[…] La tomé en brazos y la llevé al lavabo. Por el camino, ella pataleaba haciendo el tontorrón, en ese estado en el que uno no sabe si las niñas o niños juegan o nos toman el pelo y que, seguramente, no signifique ninguna de las dos cosas. […]
Ojo con esto.
Pero mucho ojito, oye. Que se nos pueden torcer mucho las cosas.
Reconozco que iba con mucha pereza. Últimamente nos estaba poniendo complicada la limpieza de dientes y, de alguna manera, intuía qué iba a pasar.
—Vamos. Toca limpiar los dientes —dije, con un tono de voz algo seco.
La niña salió corriendo en dirección contraria.
«¿Me estás vacilando?», me pregunté, y automáticamente noté como se me colocaba una piedra fría en el pecho. Se me fueron las ganas de todo.
—Anda ven —dije, caminando hacia ella.
Me esforcé un huevo en parecer conciliador, pero estoy seguro que ella lo percibió de otra manera.
La tomé en brazos y la llevé al lavabo. Por el camino, ella pataleaba haciendo el tontorrón, en ese estado en el que uno no sabe si las niñas o niños juegan o nos toman el pelo y que, seguramente, no signifique ninguna de las dos cosas.
Sea como sea, su actitud no mejoró mi estado de ánimo, cada vez más aplatanado y bajito.
Puse la pasta en el cepillo, y le pedí que abriera la boca.
—¡No, Amara! —gritó, pidiendo que le dejara hacerlo a ella sola.
—Vaaaale… —accedí, con hastío.
Pero no hubo nada de la colaboración que tampoco esperaba. Empezó a jugar con el cepillo, salpicando el espejo y el lavabo, y dejándolo todo perdido.
—Ya está bien —le corregí—. Te los limpio yo.
Le sujeté las manos con firmeza, y me dispuse a lavarle los dientes… hasta que descubrí, con horror, que cerraba la boca.
«Mecagoensuputavida», me dije por dentro. «A ver como hostias en vinagre me arreglo yo con esto».
Lo que vino después casi me cuesta contarlo. Así que lo resumo mucho, pero sin dejar de ser sincero:
Aita insiste, niña que cierra más la boca, Aita empieza a limpiar lo que puede de los dientes que están a mano, niña empieza a llorar porque siente, quizás, que no se le respeta o no se respetan sus límites, Aita aprovecha el llanto —y la boca abierta— para terminar de una pajotera ver con esta mierda de tarea, niña se rompe a llorar más si cabe, Aita se da cuenta de que es un burro y un subnormal de libro, y alza a la niña en brazos, que llora abrazada. Aita le pide perdón, entonces, a la niña, diciéndole, sin creérselo demasiado, que la próxima vez será más cuidadoso.

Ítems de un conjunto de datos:
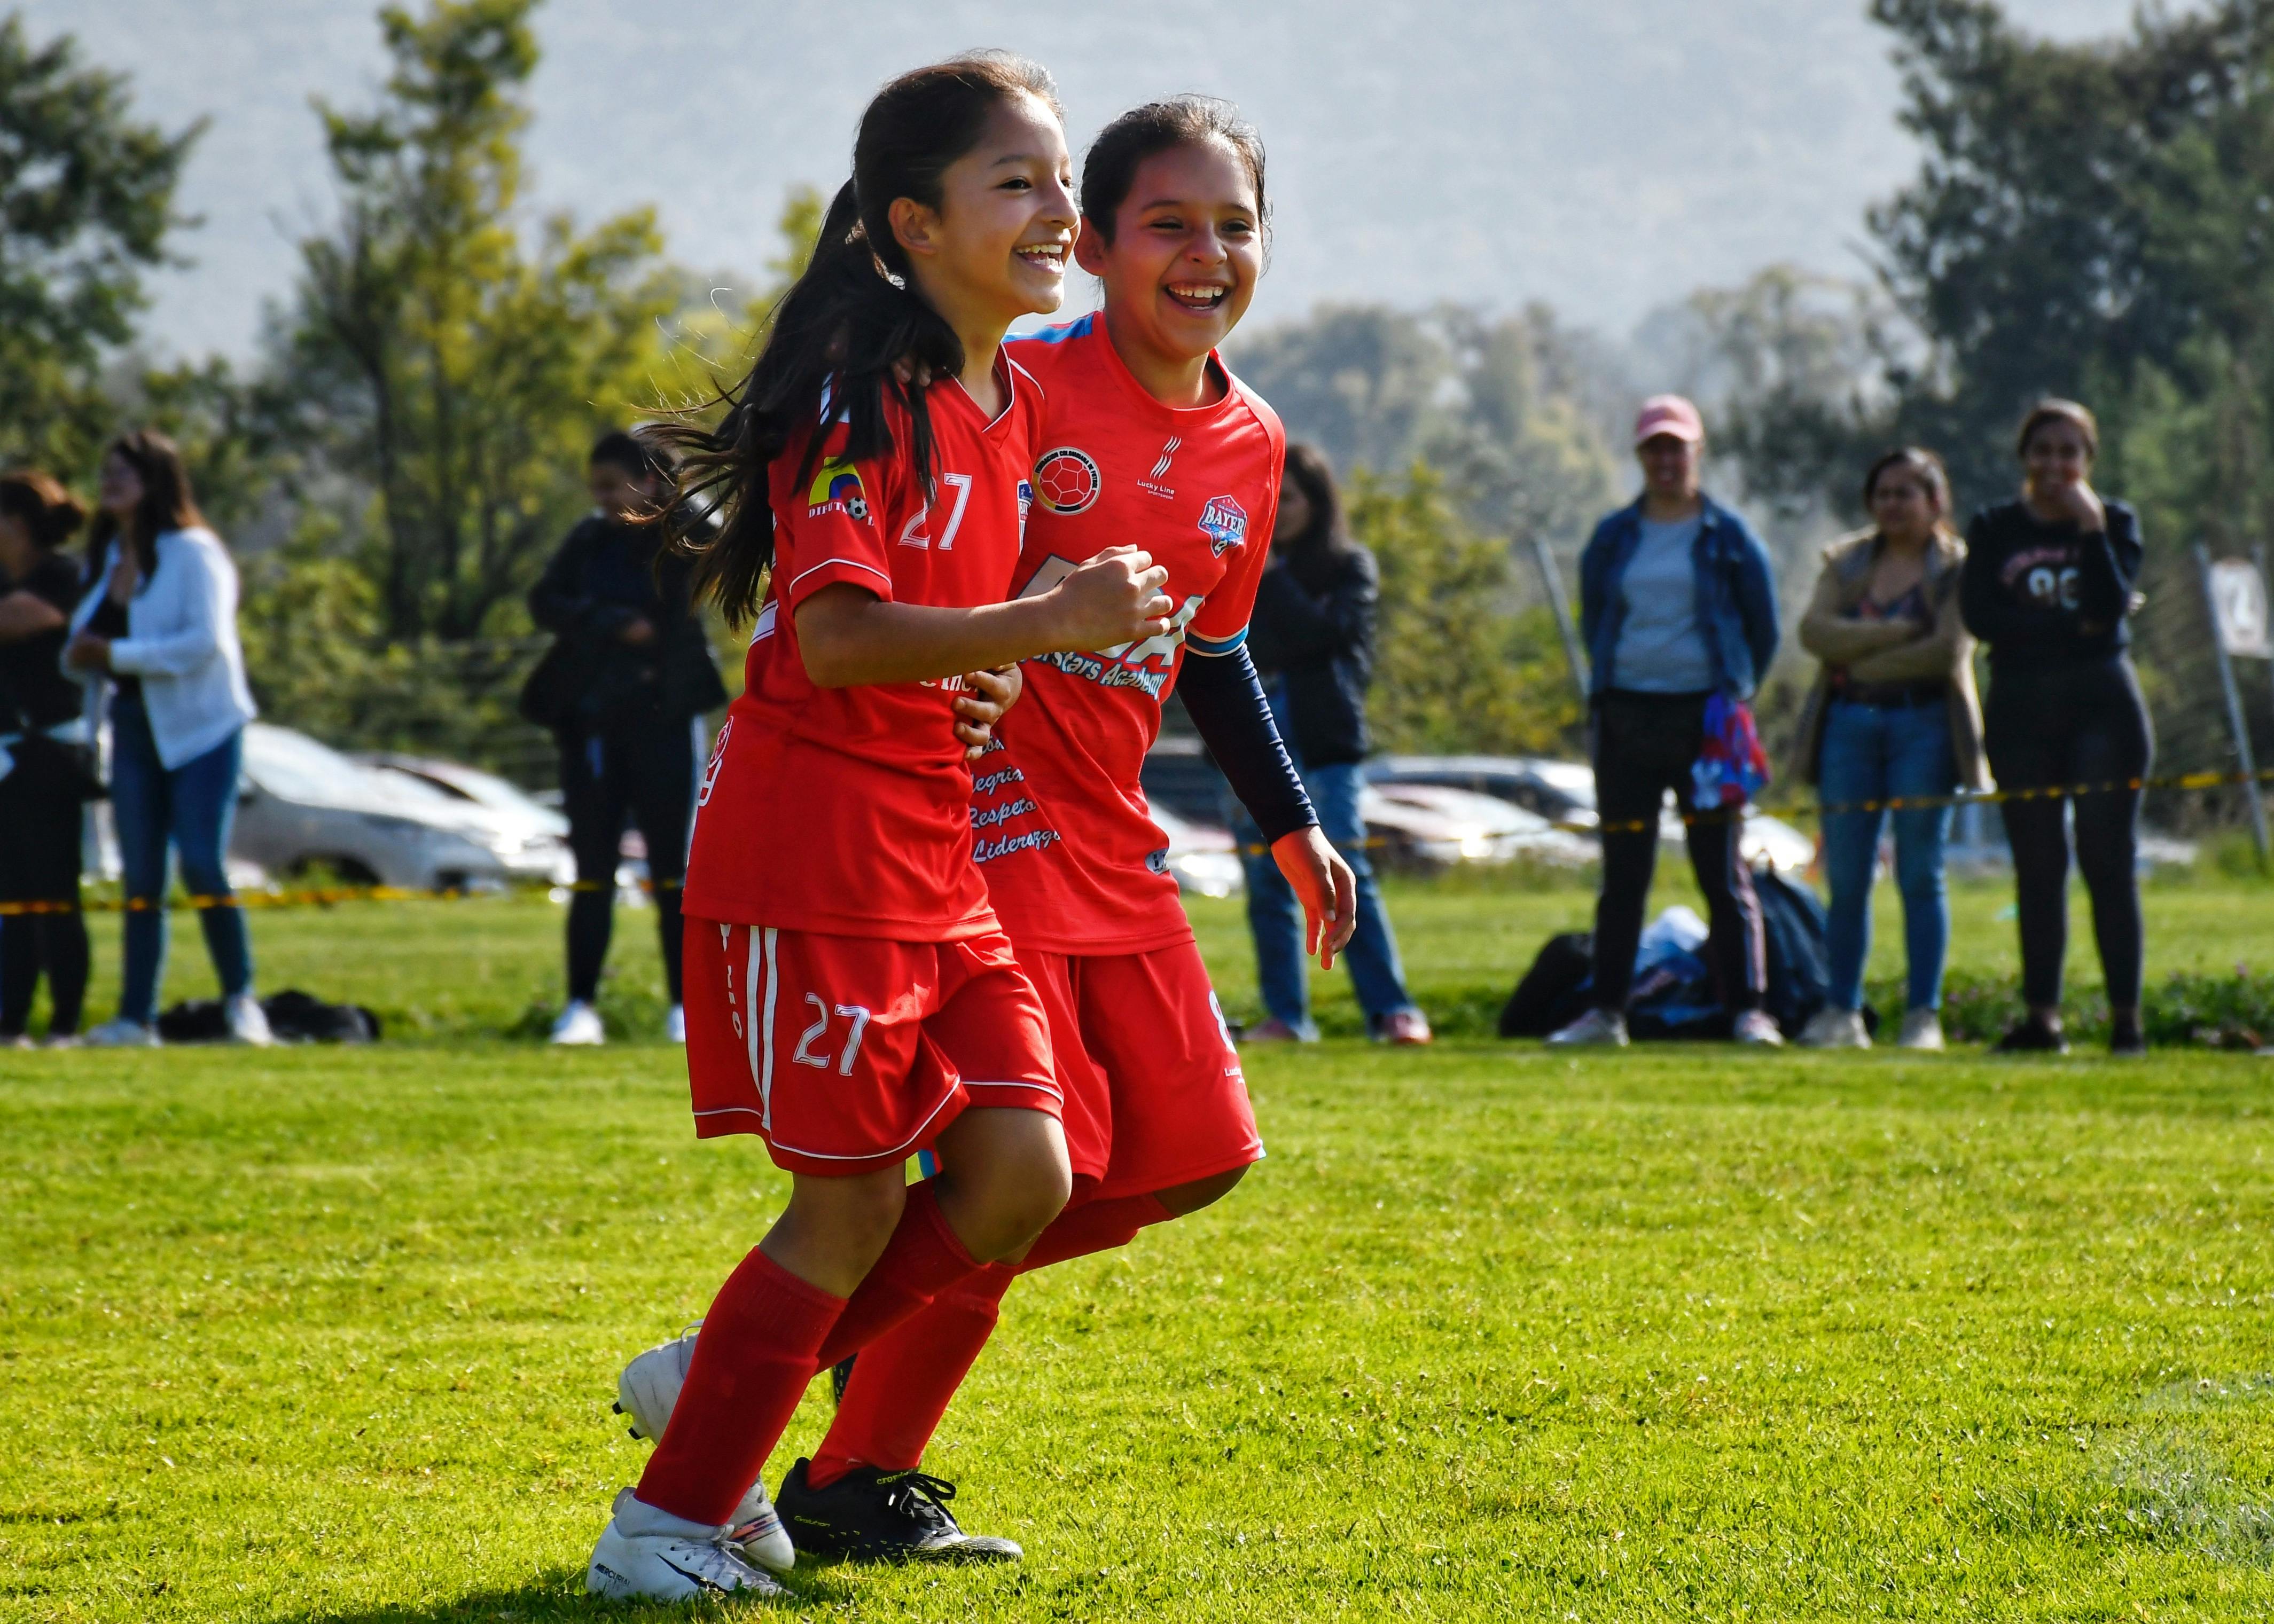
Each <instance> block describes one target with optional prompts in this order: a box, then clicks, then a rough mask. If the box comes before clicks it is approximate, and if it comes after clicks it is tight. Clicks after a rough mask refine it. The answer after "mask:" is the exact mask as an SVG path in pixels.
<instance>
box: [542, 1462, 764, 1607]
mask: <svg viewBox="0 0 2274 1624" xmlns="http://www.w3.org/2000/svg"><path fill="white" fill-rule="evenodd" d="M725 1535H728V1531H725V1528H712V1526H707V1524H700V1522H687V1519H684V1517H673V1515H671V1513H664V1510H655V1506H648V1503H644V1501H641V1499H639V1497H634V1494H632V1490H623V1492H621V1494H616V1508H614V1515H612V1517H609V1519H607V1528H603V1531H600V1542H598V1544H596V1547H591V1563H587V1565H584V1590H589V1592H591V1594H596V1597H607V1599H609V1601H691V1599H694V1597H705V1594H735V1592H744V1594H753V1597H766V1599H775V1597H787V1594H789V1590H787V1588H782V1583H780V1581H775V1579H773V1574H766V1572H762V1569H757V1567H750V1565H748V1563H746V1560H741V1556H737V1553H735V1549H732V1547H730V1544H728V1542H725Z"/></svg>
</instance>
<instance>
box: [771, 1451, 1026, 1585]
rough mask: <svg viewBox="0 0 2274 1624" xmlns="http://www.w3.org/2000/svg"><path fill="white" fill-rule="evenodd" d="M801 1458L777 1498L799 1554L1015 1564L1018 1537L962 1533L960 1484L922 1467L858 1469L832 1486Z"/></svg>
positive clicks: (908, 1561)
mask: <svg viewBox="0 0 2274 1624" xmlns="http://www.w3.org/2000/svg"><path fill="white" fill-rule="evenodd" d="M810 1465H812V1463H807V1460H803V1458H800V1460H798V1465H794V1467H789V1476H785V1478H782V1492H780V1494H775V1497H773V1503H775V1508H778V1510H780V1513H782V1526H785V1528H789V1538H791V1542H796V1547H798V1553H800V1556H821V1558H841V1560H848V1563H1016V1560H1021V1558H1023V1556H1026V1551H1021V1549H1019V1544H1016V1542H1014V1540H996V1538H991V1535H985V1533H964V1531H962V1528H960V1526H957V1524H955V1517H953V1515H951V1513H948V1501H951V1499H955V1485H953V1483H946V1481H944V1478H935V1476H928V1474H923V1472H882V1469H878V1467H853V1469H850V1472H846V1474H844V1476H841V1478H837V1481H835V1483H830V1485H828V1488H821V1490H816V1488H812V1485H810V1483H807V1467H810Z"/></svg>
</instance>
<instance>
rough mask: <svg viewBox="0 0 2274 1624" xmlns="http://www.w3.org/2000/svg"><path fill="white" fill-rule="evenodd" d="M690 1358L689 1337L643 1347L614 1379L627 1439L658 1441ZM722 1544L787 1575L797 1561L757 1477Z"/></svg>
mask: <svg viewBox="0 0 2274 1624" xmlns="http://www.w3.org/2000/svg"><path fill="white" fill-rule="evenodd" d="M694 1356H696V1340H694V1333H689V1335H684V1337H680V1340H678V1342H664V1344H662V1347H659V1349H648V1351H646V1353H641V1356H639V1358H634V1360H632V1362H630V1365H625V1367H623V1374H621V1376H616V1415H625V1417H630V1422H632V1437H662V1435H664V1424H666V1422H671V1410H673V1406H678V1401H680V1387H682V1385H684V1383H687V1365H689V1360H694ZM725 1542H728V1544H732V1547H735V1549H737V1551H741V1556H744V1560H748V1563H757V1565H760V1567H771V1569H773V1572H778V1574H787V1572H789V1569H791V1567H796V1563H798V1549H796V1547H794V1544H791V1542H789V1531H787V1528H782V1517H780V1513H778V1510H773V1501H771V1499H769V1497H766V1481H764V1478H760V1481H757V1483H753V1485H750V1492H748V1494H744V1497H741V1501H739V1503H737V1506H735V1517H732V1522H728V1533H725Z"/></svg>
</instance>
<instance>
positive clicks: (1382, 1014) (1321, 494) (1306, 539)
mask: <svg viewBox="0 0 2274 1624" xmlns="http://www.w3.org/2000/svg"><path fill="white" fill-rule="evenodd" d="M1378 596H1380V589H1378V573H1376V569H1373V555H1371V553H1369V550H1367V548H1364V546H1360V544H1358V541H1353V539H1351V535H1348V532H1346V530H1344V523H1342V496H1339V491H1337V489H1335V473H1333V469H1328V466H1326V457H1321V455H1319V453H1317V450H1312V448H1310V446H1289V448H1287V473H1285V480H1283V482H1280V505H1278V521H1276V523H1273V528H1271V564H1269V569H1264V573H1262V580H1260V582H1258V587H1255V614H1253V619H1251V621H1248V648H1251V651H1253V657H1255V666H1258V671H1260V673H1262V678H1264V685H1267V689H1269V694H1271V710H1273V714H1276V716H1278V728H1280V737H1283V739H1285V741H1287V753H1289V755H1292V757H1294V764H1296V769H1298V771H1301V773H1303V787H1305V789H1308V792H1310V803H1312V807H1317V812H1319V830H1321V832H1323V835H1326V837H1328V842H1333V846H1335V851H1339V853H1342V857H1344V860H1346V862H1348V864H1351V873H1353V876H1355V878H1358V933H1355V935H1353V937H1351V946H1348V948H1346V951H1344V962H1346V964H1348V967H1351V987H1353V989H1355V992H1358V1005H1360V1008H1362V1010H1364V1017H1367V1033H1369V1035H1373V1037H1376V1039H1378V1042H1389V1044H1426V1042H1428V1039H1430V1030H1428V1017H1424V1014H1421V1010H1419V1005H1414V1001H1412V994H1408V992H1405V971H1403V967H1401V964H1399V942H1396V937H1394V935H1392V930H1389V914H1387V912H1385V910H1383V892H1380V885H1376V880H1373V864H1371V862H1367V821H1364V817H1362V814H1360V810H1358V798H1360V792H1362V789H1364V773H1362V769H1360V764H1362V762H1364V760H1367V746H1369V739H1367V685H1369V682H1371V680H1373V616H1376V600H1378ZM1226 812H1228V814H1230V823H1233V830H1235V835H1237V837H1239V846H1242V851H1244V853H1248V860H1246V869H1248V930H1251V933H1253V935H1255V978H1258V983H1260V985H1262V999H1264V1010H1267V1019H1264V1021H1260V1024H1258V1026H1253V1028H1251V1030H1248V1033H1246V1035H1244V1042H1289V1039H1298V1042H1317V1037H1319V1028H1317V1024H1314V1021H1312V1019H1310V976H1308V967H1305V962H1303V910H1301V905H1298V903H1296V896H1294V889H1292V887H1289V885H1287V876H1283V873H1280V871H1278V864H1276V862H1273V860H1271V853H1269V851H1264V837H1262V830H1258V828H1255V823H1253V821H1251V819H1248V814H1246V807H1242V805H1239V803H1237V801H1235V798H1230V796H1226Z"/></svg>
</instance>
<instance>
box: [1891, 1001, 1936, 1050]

> Tu objetivo
Continúa el relato sobre el cepillado de dientes a partir de su última frase.

> Respuesta a continuación
Crianza respetuosa, oye…
Vaya mierda, ¿verdad?
Y esta perla nace y se desarrolla en la mente de una persona que da consejos.
¿Cómo es posible? Con la formación que tienes, y lo bien que te explicas, tío…
Ya, lo que pasa es que, además de formación, conocimientos y práctica profesional, también tengo un sistema nervioso autónomo. Y éste, va a su pedo. El muy cabrón.
Salvo en el último momento de la secuencia, estuve todo el rato en un estado vagal dorsal —en términos de nuestros animales, el avestruz—, y eso condicionó desde el principio mi respuesta y, por tanto, la actitud de mi hija.
Tendemos a pensar en lo que pasa en nuestras casas, en términos de lo que decidimos o hacemos, pero las cosas, casi siempre, ocurren a un nivel más profundo: en la comunicación preconsciente que se establece entre nuestros cuerpos, es decir, entre nuestros sistemas nerviosos autónomos. Y el equilibrio al que llegamos es, de alguna manera, la mejor solución para ellos.
Para ilustrarlo, voy a activar el traductor. Sí, voy a ilustrar lo que pasó, en términos de cómo se activaron y desactivaron los diferentes estados de nuestro sistema nervioso:
PRIMERO. Aita está cansado. Apenas tiene fuerzas. Se dice a sí mismo que toca otra vez pelea y que, de alguna forma, no puede con ello. Este “no puedo”, “no lo soporto”, o “no soy capaz”, es lo que me conecta con la amenaza, es decir, con la sensación de estar expuesto a un peligro que no puedo gestionar.
SEGUNDO. En aita se activa un estado vagal dorsal. De ahí mi cara inexpresiva, mi rigidez y esa apatía generalizada, que traslada a la niña —más allá de lo que yo pueda o quiera mostrar— la sensación sentida de que algo va rematadamente mal.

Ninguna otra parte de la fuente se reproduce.